* [Data to process]:
----------------
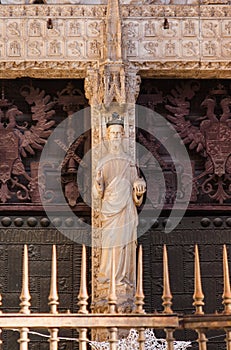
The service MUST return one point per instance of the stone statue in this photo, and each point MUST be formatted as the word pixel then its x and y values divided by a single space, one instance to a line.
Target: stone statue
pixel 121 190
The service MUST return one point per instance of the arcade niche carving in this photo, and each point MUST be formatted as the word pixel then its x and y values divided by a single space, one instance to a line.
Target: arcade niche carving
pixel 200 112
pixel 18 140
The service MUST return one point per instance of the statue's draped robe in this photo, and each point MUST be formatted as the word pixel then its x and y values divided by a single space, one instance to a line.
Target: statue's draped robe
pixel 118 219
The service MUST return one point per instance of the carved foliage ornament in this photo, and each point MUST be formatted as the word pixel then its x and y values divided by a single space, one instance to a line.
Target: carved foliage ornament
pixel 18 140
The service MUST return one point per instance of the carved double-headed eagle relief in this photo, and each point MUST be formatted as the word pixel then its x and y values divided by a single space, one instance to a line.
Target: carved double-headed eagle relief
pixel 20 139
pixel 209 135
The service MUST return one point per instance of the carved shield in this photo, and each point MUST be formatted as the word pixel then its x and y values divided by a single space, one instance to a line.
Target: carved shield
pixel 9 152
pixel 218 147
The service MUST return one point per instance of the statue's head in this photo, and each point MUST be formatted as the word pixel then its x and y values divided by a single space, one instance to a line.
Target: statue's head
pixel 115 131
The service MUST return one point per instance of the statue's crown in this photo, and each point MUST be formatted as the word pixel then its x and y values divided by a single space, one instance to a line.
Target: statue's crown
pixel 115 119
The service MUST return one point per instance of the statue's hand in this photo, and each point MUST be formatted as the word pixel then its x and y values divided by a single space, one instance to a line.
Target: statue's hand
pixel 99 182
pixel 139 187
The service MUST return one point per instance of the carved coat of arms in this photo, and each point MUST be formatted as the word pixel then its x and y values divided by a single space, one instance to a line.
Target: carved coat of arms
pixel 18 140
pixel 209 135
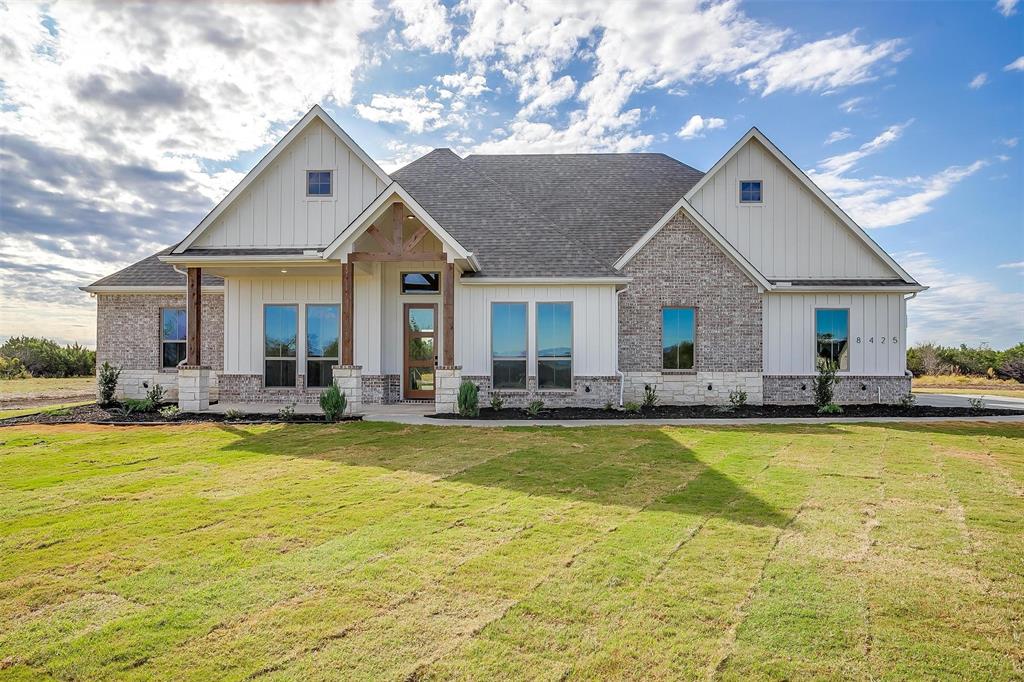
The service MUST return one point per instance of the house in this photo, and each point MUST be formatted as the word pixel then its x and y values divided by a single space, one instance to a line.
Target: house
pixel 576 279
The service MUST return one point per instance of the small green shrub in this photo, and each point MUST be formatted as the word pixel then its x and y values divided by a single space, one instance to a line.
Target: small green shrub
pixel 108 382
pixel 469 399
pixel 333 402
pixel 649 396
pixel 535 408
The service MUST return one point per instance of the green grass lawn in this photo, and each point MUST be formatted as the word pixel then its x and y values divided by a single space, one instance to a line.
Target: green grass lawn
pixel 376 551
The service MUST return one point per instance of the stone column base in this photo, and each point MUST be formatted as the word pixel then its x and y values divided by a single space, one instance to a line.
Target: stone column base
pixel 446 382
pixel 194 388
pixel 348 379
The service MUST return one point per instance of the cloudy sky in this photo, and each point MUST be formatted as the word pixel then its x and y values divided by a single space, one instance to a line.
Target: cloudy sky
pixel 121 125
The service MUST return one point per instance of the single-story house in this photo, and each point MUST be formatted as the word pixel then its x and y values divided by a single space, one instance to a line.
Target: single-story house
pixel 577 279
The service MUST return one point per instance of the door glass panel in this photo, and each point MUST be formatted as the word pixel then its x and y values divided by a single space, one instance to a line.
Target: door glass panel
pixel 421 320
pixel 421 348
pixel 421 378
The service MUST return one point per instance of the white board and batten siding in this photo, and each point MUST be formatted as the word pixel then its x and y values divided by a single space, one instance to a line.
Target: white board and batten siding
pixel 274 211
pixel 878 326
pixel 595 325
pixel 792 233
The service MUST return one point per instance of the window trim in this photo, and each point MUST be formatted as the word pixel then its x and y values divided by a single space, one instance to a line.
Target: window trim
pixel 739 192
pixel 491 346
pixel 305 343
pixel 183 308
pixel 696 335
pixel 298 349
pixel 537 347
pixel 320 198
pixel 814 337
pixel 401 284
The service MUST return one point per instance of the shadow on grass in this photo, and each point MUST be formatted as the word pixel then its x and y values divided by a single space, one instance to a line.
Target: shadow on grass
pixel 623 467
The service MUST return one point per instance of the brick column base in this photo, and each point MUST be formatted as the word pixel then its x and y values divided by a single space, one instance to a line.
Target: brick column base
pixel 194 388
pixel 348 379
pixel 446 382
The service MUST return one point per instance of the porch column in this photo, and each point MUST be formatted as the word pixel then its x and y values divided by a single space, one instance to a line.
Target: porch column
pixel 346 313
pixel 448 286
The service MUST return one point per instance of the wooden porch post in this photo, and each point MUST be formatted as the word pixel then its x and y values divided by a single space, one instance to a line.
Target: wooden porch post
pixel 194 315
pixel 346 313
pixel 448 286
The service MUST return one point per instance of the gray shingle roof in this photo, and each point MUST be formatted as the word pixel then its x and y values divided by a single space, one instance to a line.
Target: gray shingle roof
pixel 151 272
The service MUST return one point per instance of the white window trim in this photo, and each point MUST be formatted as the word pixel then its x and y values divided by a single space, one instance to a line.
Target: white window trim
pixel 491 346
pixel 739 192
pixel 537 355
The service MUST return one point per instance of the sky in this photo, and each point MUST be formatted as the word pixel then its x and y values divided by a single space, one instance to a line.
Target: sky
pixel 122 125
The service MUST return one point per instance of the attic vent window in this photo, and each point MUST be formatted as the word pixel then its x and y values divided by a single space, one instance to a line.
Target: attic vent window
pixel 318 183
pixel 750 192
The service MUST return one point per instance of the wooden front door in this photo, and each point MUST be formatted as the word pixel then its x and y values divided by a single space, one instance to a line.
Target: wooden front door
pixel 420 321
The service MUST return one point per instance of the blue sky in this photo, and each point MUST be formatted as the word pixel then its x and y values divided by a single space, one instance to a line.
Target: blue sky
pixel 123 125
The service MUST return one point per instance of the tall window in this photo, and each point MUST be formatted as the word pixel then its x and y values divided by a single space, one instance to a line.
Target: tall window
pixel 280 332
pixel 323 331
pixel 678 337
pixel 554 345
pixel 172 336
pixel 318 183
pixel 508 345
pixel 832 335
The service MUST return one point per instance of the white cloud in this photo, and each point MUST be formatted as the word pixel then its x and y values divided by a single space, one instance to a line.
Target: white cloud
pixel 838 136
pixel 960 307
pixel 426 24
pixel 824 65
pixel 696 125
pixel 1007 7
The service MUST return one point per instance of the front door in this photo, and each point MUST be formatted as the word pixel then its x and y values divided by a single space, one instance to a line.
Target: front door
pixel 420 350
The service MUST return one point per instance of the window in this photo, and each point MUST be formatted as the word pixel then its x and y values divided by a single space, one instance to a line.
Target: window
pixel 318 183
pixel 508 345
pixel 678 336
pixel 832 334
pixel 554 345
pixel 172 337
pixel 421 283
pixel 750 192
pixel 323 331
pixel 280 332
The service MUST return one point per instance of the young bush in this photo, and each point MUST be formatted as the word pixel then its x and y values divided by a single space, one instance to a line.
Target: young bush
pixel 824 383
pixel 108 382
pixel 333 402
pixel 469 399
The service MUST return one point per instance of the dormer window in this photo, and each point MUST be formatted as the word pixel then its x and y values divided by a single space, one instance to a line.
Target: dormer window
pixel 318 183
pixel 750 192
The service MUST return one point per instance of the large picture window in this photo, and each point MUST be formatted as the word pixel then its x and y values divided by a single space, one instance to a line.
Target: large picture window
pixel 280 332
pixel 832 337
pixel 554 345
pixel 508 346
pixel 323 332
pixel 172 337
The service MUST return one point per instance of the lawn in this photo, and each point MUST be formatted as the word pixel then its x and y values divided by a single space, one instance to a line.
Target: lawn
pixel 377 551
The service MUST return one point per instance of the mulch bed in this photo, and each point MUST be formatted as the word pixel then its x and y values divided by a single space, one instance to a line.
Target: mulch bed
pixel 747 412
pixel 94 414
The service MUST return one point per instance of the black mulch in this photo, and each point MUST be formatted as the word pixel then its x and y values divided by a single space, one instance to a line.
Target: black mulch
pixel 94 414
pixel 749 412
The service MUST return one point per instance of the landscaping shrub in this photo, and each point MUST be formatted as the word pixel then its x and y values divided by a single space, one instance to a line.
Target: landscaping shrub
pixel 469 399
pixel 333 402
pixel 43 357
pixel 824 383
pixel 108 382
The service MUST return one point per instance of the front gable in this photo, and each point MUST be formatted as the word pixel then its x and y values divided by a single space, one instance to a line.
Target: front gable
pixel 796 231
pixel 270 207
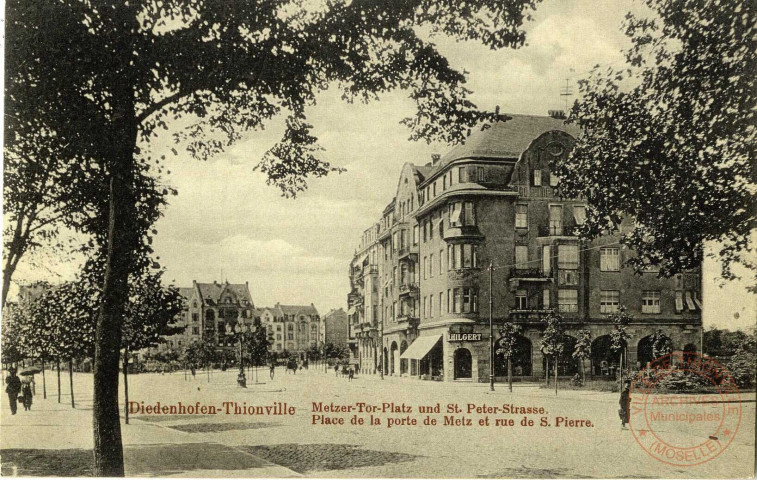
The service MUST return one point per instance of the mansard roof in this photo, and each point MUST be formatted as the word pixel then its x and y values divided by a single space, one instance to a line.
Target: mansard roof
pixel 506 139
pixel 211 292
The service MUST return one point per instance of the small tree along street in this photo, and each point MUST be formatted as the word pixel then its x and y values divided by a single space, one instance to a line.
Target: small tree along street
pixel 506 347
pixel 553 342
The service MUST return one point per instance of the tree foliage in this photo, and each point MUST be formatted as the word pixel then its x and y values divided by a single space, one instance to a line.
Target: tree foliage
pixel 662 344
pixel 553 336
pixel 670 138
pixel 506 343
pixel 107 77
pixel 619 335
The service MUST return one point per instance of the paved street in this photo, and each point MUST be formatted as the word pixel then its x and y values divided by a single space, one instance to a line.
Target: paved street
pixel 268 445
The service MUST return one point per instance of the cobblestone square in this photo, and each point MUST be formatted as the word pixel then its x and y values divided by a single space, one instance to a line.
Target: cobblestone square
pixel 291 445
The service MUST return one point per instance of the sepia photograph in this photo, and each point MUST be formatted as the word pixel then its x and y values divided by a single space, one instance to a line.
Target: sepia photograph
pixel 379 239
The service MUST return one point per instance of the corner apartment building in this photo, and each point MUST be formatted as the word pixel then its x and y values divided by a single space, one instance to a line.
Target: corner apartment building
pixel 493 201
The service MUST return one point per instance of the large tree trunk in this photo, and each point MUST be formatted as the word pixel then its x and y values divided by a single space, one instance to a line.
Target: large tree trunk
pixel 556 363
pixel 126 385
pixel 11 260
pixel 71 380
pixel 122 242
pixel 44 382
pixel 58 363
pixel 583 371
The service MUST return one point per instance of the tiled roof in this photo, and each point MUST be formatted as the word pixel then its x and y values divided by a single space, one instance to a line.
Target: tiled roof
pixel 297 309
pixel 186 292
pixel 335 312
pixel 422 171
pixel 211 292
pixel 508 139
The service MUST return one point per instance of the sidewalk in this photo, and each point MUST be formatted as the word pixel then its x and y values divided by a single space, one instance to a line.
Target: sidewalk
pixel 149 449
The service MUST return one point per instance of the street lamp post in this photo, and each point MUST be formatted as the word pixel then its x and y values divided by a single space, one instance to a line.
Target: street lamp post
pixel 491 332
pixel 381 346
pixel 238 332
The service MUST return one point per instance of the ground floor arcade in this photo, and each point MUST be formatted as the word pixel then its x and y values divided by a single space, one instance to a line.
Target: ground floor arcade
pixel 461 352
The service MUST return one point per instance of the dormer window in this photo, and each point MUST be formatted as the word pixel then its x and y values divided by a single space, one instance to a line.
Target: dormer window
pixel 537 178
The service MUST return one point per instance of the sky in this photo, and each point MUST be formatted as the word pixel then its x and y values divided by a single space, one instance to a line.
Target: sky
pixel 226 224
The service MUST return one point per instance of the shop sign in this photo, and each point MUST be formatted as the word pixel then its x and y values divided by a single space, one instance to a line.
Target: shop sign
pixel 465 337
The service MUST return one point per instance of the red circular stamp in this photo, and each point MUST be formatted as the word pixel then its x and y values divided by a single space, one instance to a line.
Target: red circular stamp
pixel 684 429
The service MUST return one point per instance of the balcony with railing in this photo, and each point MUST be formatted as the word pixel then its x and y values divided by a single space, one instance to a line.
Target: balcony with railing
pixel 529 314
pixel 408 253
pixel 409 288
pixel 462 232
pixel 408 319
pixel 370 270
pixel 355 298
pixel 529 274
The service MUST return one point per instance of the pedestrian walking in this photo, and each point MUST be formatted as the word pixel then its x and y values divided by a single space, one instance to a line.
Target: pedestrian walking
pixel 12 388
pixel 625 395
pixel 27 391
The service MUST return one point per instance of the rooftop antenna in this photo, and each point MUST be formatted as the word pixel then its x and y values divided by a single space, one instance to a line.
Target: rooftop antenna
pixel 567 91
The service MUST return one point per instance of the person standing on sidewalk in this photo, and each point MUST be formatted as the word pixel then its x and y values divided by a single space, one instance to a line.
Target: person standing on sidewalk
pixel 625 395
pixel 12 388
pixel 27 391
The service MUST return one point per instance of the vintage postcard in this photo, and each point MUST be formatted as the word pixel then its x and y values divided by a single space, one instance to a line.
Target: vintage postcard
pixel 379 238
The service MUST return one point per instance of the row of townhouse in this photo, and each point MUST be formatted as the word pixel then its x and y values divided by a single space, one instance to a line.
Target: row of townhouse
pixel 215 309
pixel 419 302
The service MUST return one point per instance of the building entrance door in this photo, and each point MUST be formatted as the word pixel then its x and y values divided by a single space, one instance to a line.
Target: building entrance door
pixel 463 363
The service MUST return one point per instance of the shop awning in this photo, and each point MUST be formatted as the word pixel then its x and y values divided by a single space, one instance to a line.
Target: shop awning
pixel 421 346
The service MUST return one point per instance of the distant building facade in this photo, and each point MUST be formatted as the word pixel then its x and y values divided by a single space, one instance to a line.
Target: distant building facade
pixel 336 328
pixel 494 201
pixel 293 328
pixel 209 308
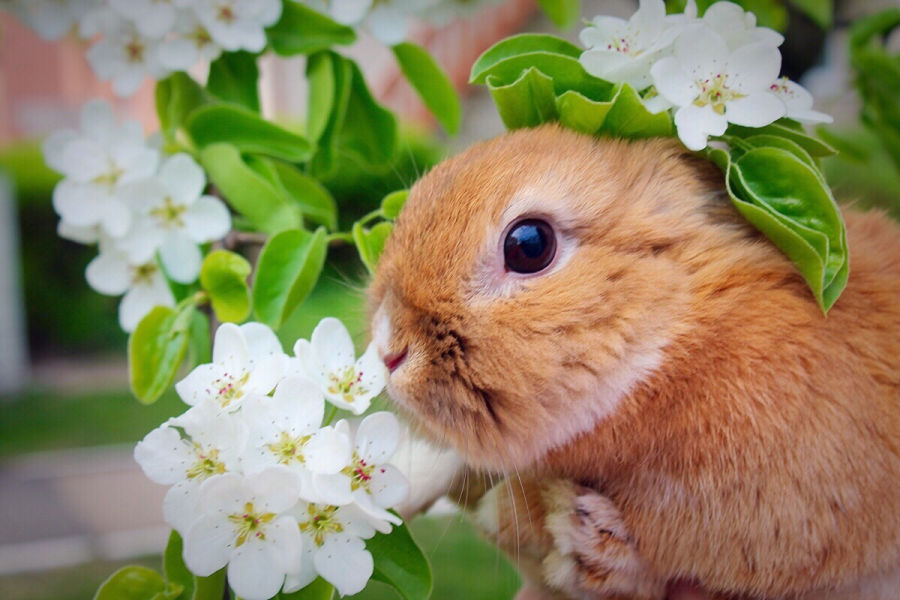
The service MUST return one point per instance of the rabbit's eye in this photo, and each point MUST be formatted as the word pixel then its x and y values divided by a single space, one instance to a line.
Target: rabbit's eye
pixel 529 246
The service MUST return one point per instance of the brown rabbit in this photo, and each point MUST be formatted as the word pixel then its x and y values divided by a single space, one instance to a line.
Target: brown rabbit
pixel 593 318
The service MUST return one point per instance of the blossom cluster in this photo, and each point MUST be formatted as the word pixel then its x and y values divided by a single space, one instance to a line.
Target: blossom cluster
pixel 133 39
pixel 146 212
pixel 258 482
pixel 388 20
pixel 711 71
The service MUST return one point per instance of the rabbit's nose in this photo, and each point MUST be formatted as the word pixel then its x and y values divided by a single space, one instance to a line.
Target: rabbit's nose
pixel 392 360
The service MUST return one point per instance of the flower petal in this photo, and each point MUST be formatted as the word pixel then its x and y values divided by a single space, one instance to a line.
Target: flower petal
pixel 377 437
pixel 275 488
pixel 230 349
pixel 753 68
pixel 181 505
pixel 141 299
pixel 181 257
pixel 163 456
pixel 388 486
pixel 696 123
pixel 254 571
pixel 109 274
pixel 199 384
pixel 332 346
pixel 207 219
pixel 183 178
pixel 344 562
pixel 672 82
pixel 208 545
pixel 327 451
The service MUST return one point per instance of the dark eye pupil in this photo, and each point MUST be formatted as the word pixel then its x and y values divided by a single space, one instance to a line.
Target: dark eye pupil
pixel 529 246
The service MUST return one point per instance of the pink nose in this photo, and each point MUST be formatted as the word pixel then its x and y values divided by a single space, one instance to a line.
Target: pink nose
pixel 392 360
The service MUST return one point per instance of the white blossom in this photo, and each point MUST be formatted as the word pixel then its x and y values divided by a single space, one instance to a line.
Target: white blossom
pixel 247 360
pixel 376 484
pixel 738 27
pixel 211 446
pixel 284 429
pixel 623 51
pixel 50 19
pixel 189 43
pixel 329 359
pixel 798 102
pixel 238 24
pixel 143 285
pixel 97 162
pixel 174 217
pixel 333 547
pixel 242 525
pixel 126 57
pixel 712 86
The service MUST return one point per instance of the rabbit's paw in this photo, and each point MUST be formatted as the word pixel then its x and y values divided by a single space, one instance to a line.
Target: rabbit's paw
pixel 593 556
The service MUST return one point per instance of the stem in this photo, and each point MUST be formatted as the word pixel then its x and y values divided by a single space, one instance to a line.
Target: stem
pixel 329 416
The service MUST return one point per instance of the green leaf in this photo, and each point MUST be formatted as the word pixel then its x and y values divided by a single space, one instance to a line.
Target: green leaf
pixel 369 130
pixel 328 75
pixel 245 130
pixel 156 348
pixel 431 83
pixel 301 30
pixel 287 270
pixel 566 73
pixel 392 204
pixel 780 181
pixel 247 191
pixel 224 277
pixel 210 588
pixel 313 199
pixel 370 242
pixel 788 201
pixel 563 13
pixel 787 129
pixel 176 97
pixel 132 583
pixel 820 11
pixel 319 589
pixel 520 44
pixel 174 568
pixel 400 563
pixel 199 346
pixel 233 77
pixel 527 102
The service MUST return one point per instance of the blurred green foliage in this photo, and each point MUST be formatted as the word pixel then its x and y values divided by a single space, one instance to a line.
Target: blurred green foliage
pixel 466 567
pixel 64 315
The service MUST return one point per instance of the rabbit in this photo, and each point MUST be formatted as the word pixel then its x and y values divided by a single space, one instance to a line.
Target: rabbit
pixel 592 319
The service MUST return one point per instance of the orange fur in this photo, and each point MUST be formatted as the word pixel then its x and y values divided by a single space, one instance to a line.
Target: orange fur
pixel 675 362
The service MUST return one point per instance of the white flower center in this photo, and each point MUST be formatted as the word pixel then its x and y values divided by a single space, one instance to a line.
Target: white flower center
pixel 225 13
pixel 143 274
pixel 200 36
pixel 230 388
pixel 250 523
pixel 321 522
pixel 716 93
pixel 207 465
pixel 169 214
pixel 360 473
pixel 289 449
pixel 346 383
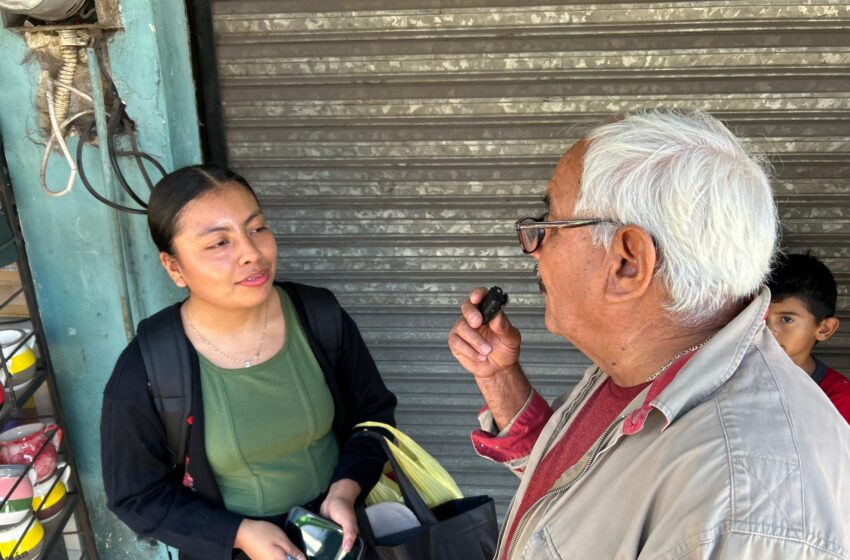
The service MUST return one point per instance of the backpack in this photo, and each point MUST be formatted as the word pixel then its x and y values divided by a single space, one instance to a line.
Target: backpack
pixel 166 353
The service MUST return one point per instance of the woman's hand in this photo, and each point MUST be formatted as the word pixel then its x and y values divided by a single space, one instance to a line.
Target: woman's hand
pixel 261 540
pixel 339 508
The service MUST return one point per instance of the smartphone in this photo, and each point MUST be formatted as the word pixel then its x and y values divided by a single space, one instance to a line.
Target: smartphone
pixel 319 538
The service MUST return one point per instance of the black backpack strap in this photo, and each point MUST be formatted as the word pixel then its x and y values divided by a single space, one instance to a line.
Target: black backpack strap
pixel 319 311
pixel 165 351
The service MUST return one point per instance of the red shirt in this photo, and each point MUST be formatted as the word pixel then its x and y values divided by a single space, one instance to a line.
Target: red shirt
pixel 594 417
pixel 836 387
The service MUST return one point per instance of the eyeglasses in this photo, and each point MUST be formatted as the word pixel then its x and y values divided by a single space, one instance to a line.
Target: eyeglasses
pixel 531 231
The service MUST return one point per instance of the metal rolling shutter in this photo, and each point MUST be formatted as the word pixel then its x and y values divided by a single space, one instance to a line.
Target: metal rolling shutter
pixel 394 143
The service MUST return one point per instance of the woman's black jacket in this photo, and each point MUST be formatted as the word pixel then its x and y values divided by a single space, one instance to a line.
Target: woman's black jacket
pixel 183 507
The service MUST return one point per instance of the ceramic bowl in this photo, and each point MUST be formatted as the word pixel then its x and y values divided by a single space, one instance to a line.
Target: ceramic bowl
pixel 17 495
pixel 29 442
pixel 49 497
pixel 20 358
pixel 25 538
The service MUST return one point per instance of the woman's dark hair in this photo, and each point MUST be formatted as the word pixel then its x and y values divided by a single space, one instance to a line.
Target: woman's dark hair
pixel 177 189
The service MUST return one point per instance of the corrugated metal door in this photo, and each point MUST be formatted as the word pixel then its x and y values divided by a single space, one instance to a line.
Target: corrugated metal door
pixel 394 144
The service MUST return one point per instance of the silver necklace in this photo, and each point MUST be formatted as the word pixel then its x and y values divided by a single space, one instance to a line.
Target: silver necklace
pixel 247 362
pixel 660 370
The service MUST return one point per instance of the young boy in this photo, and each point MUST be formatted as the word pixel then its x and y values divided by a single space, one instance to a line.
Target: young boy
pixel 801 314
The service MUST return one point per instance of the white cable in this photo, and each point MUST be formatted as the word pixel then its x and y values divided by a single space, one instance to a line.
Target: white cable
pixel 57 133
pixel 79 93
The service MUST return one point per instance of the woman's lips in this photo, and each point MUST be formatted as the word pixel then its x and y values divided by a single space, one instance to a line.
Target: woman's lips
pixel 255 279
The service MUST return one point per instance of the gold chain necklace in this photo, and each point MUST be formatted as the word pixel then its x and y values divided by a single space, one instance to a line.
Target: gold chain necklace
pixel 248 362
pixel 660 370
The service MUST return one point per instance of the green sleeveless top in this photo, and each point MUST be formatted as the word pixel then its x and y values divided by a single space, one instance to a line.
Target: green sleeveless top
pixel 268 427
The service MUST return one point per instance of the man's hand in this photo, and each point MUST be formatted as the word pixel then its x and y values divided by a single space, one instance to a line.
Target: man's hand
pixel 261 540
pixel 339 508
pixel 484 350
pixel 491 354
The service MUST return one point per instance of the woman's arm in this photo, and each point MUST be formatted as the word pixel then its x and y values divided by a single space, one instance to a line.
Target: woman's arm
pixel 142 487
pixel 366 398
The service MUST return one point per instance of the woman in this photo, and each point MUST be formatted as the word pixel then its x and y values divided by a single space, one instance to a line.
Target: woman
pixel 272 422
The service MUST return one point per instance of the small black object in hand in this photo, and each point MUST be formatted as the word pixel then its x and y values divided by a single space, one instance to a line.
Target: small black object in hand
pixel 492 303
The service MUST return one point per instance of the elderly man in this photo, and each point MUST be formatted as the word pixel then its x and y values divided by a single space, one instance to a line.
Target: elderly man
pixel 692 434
----------------
* [Task directions]: Quote, without any change, each line from the one that contains "The service MUST return one point per instance of the man's" through the end of the material.

* [Final result]:
The service MUST return one point per instance of the man's hand in this photo, and each point MUST be formatted as the word pixel then its x and y values divided by a single space, one instance to a line.
Target: man's hand
pixel 261 540
pixel 339 508
pixel 484 350
pixel 491 354
The service MUST return one point per instance of the woman's arm in this photo, and each point MUST be formatted as the word pixel then its x and y values divided by a single space, one instance to a line.
Target: woman's arm
pixel 142 487
pixel 366 398
The service MUST return one point per instance of the woman in this photo, and each point MUST be formatted as the word pixel then its x and y values divided by a single space, one instance to a line.
Target: woman
pixel 272 422
The service MUST return one point per instance of the small black object in hand in this photo, and each point MUST be formatted as the word pixel then its x and y values divided by a single space, one instance to a line.
Target: small black object in hand
pixel 492 303
The service MUST return one point per instance of the elderly man in this photo, and each point MUST be formatted as the word pixel then its x and y values divided by a single space, one instance to a line.
Target: elderly man
pixel 692 434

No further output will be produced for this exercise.